- _Given passage_
This formula quantifies to some extent at design level and higher redundancy generally practised in the HVAC design will help you further[wink].

dlm1919!

Does your formula 0.5cfm/sq.ft for 0.04"static apply for a room of height 8', 10' and 12' also? I strongly feel no.

Regards,


 
Room height is not applicable. Neither is volume. Whether you supply a net 100 cfm greater amount than the air exhausted from an office or the Boeing factory out in Everett, WA, your space pressure is a function of the net open crack area.

Assuming (to simplify, for airflow inward only) the office were completely leak free, the space would reach equilibrium with the fan discharge static pressure. The same would occur in a hypothetically leak-free Boeing plant, although it would take longer to reach that point as such a large volume of air would need to be compressed to the equilibrium fan outlet pressure.

Sauters' equation as given above can't be true in any application I've seen unless the room volume is not in cubic feet. I think there might be an assumption built into it that elimintes it from applying to this application. By this equation, a typical 20 ft x 20 ft room (10 foot ceiling) with 600 cfm in and 300 cfm out would calculate to 7.4 x 10^-7 Pa (or 7,600 Pa if the bracket was in the wrong place). Neither of these are anything close to typical or can really be arrived at based on a room volume without known net open crack area.
 
CB!

Here are some concerns from my side. For a leak proof room (including no exhaust or return) the room pressure equals the fan discharge static. I totally agree with you. But your comment "although it would take longer to reach that" indicates a parameters which is not constant during that period.For a smaller room it takes less time and for a bigger room it takes more time to get filled up to the maximum pressure. (i.e. fan discharge static ideally)

- _Given task A_
Could you extract the room pressurization thread above word for word?

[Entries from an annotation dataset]
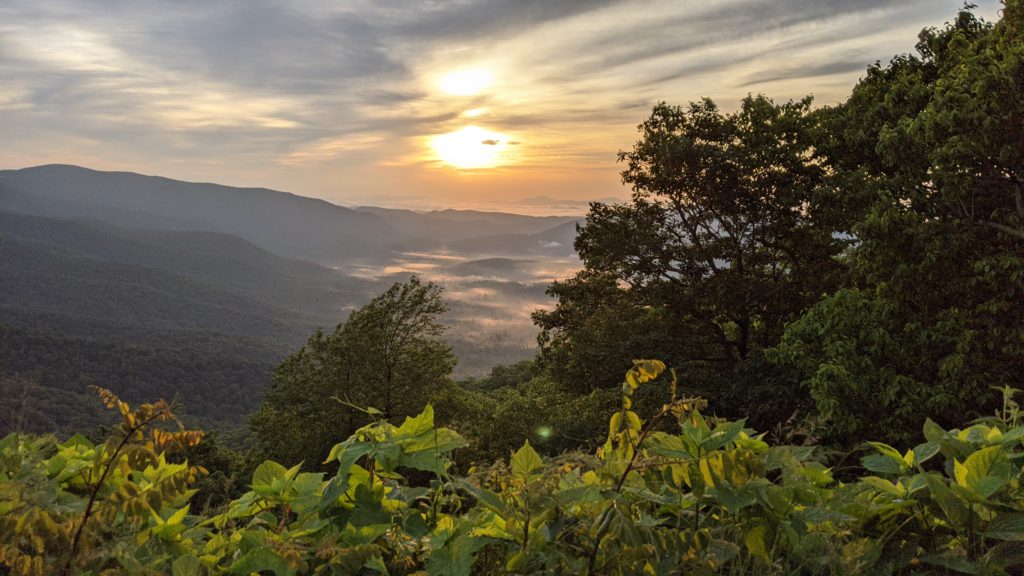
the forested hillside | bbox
[0,0,1024,576]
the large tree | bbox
[252,276,456,464]
[536,96,844,422]
[775,1,1024,443]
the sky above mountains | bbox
[0,0,1000,212]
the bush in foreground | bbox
[0,361,1024,576]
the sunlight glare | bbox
[430,126,508,169]
[439,69,495,96]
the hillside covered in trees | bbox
[0,0,1024,576]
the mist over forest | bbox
[0,0,1024,576]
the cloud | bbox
[0,0,998,203]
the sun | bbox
[430,126,509,169]
[438,69,495,96]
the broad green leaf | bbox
[985,512,1024,542]
[171,554,203,576]
[925,418,946,442]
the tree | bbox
[252,276,456,463]
[773,1,1024,443]
[536,96,845,424]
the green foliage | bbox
[14,360,1024,576]
[0,388,204,576]
[252,276,455,463]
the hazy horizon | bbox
[0,0,998,213]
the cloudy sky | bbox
[0,0,999,211]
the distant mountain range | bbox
[0,164,579,265]
[0,165,579,436]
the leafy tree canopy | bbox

- _Given task B_
Can you copy the entries verbatim from the line holding "the cloudy sky | bbox" through the final line of the entries, inclusive?

- _Full answer A_
This formula quantifies to some extent at design level and higher redundancy generally practised in the HVAC design will help you further[wink].

dlm1919!

Does your formula 0.5cfm/sq.ft for 0.04"static apply for a room of height 8', 10' and 12' also? I strongly feel no.

Regards,


 
Room height is not applicable. Neither is volume. Whether you supply a net 100 cfm greater amount than the air exhausted from an office or the Boeing factory out in Everett, WA, your space pressure is a function of the net open crack area.

Assuming (to simplify, for airflow inward only) the office were completely leak free, the space would reach equilibrium with the fan discharge static pressure. The same would occur in a hypothetically leak-free Boeing plant, although it would take longer to reach that point as such a large volume of air would need to be compressed to the equilibrium fan outlet pressure.

Sauters' equation as given above can't be true in any application I've seen unless the room volume is not in cubic feet. I think there might be an assumption built into it that elimintes it from applying to this application. By this equation, a typical 20 ft x 20 ft room (10 foot ceiling) with 600 cfm in and 300 cfm out would calculate to 7.4 x 10^-7 Pa (or 7,600 Pa if the bracket was in the wrong place). Neither of these are anything close to typical or can really be arrived at based on a room volume without known net open crack area.
 
CB!

Here are some concerns from my side. For a leak proof room (including no exhaust or return) the room pressure equals the fan discharge static. I totally agree with you. But your comment "although it would take longer to reach that" indicates a parameters which is not constant during that period.For a smaller room it takes less time and for a bigger room it takes more time to get filled up to the maximum pressure. (i.e. fan discharge static ideally)

- _Full answer B_
the cloudy sky | bbox
[0,0,999,211]
the distant mountain range | bbox
[0,164,579,265]
[0,165,579,436]
the leafy tree canopy | bbox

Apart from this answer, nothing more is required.